Copy out the entire listing precisely.

[[ DATA TO USE, beginning ]]

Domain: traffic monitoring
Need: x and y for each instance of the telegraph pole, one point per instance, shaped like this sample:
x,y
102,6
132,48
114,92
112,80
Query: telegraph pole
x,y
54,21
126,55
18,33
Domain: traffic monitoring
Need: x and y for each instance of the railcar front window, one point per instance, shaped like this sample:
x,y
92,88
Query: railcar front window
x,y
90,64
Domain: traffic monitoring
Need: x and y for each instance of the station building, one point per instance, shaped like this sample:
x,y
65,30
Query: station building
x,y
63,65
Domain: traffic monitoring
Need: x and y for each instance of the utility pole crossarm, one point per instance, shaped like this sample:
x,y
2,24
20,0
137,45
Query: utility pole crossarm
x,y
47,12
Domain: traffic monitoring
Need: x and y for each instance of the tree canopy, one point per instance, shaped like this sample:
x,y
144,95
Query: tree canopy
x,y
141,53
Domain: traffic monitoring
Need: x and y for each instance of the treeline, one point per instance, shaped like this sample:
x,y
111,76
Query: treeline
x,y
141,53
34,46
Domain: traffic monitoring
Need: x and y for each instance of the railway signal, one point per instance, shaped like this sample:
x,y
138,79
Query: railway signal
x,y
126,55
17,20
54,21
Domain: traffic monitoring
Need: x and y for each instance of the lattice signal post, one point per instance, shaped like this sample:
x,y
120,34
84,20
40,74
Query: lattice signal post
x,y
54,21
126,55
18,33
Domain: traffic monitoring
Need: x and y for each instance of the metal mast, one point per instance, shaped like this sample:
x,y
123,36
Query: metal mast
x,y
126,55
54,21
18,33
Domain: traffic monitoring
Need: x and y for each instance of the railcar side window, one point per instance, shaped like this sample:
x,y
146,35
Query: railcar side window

[[ DATA TO USE, end ]]

ANSWER BOX –
Domain: traffic monitoring
Need: x and y for each instance of the telegraph pole, one point per instance, shaped like this sample:
x,y
102,6
132,48
114,92
112,80
Query: telegraph pole
x,y
54,21
126,55
18,33
Domain: traffic monitoring
Need: x and y for each instance of the railcar front window, one point per instance, shaped like this sample:
x,y
92,88
Query: railcar front window
x,y
90,64
Domain: traffic monitoring
Need: x and y for each instance of the station building, one point per instance, shaped like this sample:
x,y
65,30
Query: station building
x,y
63,65
Domain: traffic monitoring
Need: x and y for each instance of the utility pole crossarm, one point per instance, shaped like this sample:
x,y
2,24
20,0
137,45
Query: utility pole crossarm
x,y
47,12
Domain: traffic monitoring
Need: x and y for each instance of the tree canopy, one point per instance, shaped like this sample:
x,y
144,95
Query: tree canopy
x,y
141,53
Domain: traffic monitoring
Need: x and y for each instance of the treeline, one point per instance, shaped like this sample:
x,y
111,76
Query: treeline
x,y
141,53
34,46
Domain: traffic monitoring
Need: x and y for each instance of the railway signal, one point per instance, shaped like this sample:
x,y
138,79
Query: railway signal
x,y
126,55
17,20
54,21
Domain: traffic monitoring
Need: x and y for each instance of the lattice signal post, one point per instance, shaped like this sample:
x,y
120,34
84,20
40,74
Query: lattice signal post
x,y
54,21
126,55
18,33
Domain: traffic monitoring
Need: x and y for each instance of the metal mast, one point per instance, shaped like this sample:
x,y
123,36
Query: metal mast
x,y
126,55
54,21
18,33
Domain: traffic monitoring
Need: x and y for each instance of the railcar side window, one point per instance, shaped like this sample:
x,y
146,35
Query: railcar side window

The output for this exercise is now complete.